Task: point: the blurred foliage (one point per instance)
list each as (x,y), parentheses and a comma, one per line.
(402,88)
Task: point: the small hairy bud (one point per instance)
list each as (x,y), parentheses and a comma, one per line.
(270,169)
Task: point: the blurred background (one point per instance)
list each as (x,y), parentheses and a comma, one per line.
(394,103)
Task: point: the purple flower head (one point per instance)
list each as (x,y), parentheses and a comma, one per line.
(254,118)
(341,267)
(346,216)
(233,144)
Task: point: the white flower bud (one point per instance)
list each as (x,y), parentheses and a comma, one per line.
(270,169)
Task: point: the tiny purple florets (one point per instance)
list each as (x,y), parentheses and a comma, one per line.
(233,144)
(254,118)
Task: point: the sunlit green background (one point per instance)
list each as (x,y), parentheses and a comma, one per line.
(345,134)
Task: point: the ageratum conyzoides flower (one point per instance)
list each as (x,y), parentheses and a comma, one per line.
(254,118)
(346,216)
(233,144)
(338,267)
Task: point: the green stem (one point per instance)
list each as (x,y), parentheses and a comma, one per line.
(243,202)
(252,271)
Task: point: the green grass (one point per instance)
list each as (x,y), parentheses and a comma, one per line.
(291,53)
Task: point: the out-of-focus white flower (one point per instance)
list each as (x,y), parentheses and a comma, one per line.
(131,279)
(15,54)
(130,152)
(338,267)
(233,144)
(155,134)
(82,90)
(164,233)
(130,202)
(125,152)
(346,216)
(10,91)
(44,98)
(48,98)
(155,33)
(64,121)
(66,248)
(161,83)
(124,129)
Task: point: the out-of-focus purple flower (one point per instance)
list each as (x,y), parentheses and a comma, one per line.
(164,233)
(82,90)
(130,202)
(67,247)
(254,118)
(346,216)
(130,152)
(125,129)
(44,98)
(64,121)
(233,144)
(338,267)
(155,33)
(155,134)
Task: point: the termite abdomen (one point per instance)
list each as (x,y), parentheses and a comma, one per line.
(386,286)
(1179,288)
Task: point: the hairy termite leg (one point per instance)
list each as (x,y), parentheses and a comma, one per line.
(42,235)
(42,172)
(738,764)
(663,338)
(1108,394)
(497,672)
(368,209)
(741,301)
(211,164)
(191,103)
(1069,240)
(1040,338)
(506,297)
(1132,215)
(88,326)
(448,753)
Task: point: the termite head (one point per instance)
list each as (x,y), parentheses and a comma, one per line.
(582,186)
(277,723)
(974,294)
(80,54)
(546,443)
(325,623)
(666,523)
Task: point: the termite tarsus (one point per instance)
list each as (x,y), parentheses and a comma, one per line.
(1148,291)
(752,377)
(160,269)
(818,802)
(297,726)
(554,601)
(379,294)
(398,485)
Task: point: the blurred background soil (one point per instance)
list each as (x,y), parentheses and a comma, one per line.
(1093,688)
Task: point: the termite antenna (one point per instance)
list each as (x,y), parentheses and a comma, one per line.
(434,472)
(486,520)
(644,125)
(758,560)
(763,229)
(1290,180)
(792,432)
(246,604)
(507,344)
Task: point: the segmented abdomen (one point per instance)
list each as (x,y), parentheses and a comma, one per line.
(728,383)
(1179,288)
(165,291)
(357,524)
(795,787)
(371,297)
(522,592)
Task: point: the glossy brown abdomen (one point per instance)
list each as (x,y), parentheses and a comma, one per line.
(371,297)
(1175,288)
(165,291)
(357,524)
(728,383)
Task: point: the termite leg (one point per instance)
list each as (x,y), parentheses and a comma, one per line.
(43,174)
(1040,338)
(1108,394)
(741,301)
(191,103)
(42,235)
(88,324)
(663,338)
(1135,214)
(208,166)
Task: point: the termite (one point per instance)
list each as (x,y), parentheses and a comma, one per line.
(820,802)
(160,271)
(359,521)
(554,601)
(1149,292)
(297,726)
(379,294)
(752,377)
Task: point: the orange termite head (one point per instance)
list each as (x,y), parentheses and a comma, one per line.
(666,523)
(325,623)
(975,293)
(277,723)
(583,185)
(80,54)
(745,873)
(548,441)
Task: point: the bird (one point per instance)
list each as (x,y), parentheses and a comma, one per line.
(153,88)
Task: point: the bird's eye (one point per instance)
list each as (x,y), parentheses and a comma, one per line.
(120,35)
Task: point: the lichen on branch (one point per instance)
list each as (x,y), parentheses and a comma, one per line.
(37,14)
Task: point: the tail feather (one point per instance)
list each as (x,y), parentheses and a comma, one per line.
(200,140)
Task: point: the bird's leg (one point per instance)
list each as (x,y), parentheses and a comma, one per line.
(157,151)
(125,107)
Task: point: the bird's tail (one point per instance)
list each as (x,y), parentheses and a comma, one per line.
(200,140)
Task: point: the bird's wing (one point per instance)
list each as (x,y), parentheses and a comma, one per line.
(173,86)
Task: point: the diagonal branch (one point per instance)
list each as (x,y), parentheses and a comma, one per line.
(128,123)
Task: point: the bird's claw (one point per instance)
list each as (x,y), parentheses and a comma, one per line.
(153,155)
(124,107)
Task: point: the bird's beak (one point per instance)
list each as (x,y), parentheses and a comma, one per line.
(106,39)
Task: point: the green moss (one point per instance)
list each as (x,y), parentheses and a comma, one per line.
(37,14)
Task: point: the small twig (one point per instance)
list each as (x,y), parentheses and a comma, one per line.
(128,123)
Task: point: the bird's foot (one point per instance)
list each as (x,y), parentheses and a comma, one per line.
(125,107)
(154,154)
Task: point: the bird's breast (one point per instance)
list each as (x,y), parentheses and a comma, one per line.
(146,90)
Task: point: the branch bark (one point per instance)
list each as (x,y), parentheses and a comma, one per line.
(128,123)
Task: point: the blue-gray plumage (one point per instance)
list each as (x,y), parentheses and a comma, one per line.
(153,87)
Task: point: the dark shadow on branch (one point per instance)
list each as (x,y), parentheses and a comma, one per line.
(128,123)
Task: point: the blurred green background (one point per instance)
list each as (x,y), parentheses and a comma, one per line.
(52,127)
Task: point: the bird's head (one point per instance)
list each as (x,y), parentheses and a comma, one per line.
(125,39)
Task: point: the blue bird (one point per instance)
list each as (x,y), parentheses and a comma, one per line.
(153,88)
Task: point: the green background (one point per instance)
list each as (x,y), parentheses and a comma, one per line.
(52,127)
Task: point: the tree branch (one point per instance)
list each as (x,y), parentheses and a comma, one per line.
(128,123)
···
* **Problem requirements**
Rewrite all of the lines with "parentheses" changed to "round brackets" wherever it occurs. Leave everything else unchanged.

* **Completed exercise**
Task: point: the blurred foliage (one point per instance)
list each as (x,y), round brackets and a comma, one per line.
(402,88)
Task: point: the small hairy bud (one point per instance)
list each as (x,y), round brackets and a comma, one per line.
(270,169)
Task: point: the blurred background (one point per instance)
list each as (x,y), round brackets and a comma, one per line.
(394,103)
Task: point: the purple flower head (one point per instance)
list each as (x,y), round brackets and a comma, one per line.
(254,118)
(341,267)
(346,216)
(233,144)
Task: point: the white flower bud (one point per instance)
list each as (x,y), round brackets and a comma, one per line.
(270,169)
Task: point: the tiny purple florets (one point per instance)
list each as (x,y), round brackets and a comma, one per line.
(233,144)
(254,118)
Task: point: the sunlit green background (one point per instance)
list each as (x,y), round brackets and a comma, one per line.
(345,134)
Task: point: the ageratum conyzoides flower (one point per instance)
list each as (x,y), round brackets and a comma, one per line.
(254,118)
(346,216)
(233,144)
(338,267)
Task: point: the green stem (one point per instance)
list each as (x,y), round brackets and a comma, one per line.
(243,202)
(252,271)
Task: point: the green grass (one point per instance)
list each as (x,y), round brackets and a comma, one per line.
(291,53)
Task: point: the out-of-focus white flower (one point per instance)
list each as (x,y), round brackets and a comma, one per line.
(131,279)
(15,54)
(130,152)
(338,267)
(233,144)
(155,134)
(82,90)
(164,233)
(130,202)
(125,152)
(346,216)
(10,91)
(44,98)
(48,98)
(155,33)
(64,121)
(66,248)
(161,83)
(124,129)
Task: point: the out-of-focus purple flower (one point per instance)
list each as (x,y), round brackets and a comma, one per line.
(164,233)
(82,90)
(130,202)
(67,247)
(254,118)
(346,216)
(130,152)
(125,129)
(44,98)
(64,121)
(233,144)
(338,267)
(155,33)
(155,134)
Task: point: the termite abdomen (one point per instance)
list each as (x,y), round brackets and a comma, one per line.
(386,286)
(1179,288)
Task: point: the hairy termite leg (one point per instance)
list each as (x,y), round brackets and a comma, one per line.
(42,235)
(42,172)
(738,764)
(663,338)
(1108,394)
(497,672)
(368,209)
(741,301)
(211,164)
(191,103)
(1069,240)
(1040,338)
(506,297)
(1132,215)
(88,326)
(448,753)
Task: point: the termite head (one point per instance)
list each as (x,y), round brackets and a comma, one per line.
(582,186)
(277,723)
(974,294)
(80,54)
(546,443)
(325,623)
(666,523)
Task: point: the termite tarsus (one point per instance)
list each as (x,y), round brackets and a comma, one per line.
(1148,291)
(752,377)
(160,269)
(818,802)
(297,726)
(554,601)
(379,294)
(398,485)
Task: point: the blurred background soil (one point per instance)
list each as (x,y), round brackets and a comma, one per line.
(1093,688)
Task: point: the termite antenna (one point per instance)
list each as (x,y), round brackets and a comma, one per line.
(434,472)
(486,520)
(644,125)
(758,560)
(763,229)
(1290,180)
(792,432)
(246,604)
(507,344)
Task: point: the segmented abdomen (one point per instance)
list each as (x,y), round brackets and a comma, one per line.
(728,383)
(1179,288)
(165,291)
(357,524)
(795,787)
(371,297)
(522,592)
Task: point: the glossy brown abdomen (one point per instance)
list each as (x,y), round brackets and a comma, one per line.
(371,297)
(1175,288)
(165,291)
(357,524)
(728,383)
Task: point: the termite leg (one point per instance)
list each as (x,y), round brackets and a comma, one per line.
(43,174)
(1040,338)
(1108,394)
(741,301)
(191,103)
(42,235)
(88,324)
(663,338)
(1135,214)
(208,166)
Task: point: the termite (one point per instance)
list each as (x,y), round brackets and a comma, one per line.
(820,802)
(160,271)
(359,521)
(554,601)
(1149,292)
(297,726)
(379,294)
(752,377)
Task: point: the orange termite head (one point per instance)
list each as (x,y), round brackets and a comma, one per line.
(666,523)
(325,623)
(975,293)
(277,723)
(583,185)
(80,54)
(745,873)
(548,441)
Task: point: the bird (one point per instance)
list each as (x,y), round brackets and a comma, one per line.
(153,88)
Task: point: the bird's eye (one point per instance)
list each as (x,y), round brackets and a comma, one per line.
(120,35)
Task: point: the lichen on branch (one point per instance)
list each as (x,y), round brackets and a comma, one per line.
(37,14)
Task: point: the tail feather (one point per instance)
list each as (x,y), round brackets and a comma, one per line.
(200,140)
Task: point: the bird's leg (one point per instance)
list each as (x,y), round brackets and a comma, one per line.
(157,151)
(125,107)
Task: point: the bird's tail (one point per instance)
list each as (x,y), round brackets and a comma, one per line.
(200,140)
Task: point: the bird's wing (one point per instance)
list each as (x,y), round brackets and a comma, one per line.
(173,86)
Task: point: the diagonal branch (one point per instance)
list each as (x,y), round brackets and a comma, one per line.
(128,123)
Task: point: the bird's claw (one point per instance)
list each as (x,y), round brackets and a comma, one per line.
(153,155)
(124,107)
Task: point: the bird's beak (one point per instance)
list each as (x,y), round brackets and a comma, one per line.
(106,39)
Task: point: the green moss (one point per instance)
list each as (x,y), round brackets and a comma, one per line.
(37,14)
Task: point: the small twig (one point per instance)
list each as (x,y), round brackets and a comma, one per line.
(128,123)
Task: point: the bird's foot (one point per instance)
list each as (x,y), round brackets and a comma, one per line.
(125,107)
(154,154)
Task: point: the bird's breast (one point per instance)
list each as (x,y), round brackets and a comma, one per line.
(146,90)
Task: point: the branch bark (one point per instance)
list each as (x,y), round brackets and a comma, one per line.
(128,123)
Task: point: the blue-gray plumage (one point per instance)
list each as (x,y), round brackets and a comma, one per line.
(153,87)
Task: point: the dark shadow on branch (one point per instance)
list each as (x,y), round brackets and a comma, one per line.
(128,123)
Task: point: the blurred green background (one point per instance)
list each as (x,y), round brackets and a comma, one per line.
(52,127)
Task: point: the bird's head (one point per instance)
list each as (x,y), round brackets and a comma, one per line.
(125,39)
Task: point: the blue bird (one point per instance)
list each as (x,y), round brackets and a comma, one per line.
(153,88)
Task: point: the green background (one point per instance)
list each as (x,y), round brackets and a comma, one per line.
(52,127)
Task: point: the tree branch (one point per instance)
list each as (x,y), round brackets and a comma, one per line.
(128,123)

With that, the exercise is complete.